Please extract every line below that contains the word "bark". Treat uppercase and lowercase as different.
^^^^
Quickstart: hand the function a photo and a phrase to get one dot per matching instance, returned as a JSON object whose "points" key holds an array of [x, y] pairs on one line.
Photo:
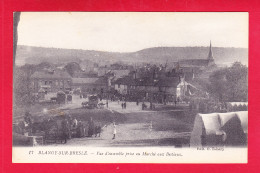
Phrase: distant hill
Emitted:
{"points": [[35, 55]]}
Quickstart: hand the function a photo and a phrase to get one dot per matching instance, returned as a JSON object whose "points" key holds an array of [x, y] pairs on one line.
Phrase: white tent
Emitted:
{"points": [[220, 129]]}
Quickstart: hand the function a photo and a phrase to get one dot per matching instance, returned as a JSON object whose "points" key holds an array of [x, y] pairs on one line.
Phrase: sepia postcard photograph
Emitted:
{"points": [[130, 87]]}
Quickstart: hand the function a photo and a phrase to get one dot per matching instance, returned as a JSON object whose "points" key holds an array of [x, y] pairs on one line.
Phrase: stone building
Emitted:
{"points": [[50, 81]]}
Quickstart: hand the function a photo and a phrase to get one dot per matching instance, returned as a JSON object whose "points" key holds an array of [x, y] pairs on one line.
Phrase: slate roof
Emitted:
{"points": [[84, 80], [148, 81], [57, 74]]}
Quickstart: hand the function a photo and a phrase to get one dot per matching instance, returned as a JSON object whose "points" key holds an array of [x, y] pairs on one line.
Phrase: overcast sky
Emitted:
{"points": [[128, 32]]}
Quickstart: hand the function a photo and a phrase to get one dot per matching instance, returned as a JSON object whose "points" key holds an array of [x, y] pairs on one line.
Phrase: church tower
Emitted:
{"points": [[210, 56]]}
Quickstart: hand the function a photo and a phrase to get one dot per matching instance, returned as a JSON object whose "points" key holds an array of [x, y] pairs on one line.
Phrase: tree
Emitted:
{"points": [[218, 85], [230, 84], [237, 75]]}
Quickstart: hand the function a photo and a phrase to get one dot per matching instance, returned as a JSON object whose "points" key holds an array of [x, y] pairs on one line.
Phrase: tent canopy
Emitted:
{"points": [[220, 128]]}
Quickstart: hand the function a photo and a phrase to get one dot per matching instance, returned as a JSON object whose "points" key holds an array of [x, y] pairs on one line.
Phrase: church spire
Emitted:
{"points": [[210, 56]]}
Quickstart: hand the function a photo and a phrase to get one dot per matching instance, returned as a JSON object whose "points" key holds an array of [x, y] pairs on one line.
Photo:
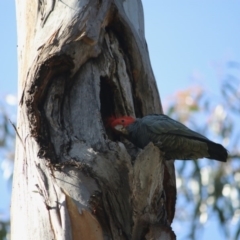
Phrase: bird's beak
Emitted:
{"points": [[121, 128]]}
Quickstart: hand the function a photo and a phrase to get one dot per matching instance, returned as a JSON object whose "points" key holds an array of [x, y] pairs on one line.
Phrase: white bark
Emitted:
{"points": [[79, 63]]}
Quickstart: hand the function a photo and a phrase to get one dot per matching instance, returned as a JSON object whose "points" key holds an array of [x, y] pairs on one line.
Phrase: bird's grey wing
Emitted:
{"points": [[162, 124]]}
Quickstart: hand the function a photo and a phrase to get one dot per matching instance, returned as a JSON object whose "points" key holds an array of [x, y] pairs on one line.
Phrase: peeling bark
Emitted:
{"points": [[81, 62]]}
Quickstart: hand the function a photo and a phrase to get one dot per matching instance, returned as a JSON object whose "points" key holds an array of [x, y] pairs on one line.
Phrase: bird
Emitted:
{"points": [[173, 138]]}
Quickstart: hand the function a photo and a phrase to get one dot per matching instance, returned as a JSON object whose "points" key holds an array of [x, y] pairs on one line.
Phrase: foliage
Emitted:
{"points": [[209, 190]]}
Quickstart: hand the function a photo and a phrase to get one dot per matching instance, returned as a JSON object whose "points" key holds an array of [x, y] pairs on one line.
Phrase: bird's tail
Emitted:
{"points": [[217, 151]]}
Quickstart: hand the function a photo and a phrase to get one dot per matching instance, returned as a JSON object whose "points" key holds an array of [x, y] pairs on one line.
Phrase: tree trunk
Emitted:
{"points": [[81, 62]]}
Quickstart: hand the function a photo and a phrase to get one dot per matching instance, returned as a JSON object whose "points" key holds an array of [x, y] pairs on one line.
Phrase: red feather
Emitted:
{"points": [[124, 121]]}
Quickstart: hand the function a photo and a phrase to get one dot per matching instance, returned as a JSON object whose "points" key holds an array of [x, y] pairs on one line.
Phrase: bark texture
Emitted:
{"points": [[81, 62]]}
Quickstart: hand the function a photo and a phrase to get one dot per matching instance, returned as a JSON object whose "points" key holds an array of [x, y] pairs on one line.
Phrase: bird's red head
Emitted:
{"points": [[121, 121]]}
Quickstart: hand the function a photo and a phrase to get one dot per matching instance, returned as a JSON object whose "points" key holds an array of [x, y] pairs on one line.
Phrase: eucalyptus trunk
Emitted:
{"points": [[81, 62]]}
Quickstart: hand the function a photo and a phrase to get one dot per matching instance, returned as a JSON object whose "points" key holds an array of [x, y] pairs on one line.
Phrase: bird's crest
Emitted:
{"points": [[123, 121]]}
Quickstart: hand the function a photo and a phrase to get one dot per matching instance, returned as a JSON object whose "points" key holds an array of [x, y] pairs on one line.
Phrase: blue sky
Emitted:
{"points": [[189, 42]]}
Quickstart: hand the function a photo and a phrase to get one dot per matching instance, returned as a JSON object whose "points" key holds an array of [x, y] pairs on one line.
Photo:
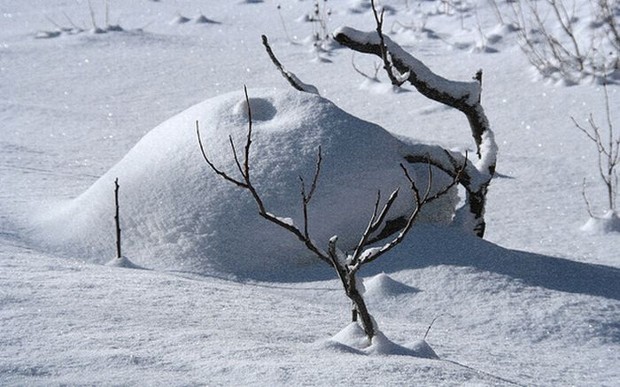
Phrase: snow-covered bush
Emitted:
^^^^
:: Answer for this exercise ::
Phrase: white bark
Phrase: peeling bark
Phrase: bark texture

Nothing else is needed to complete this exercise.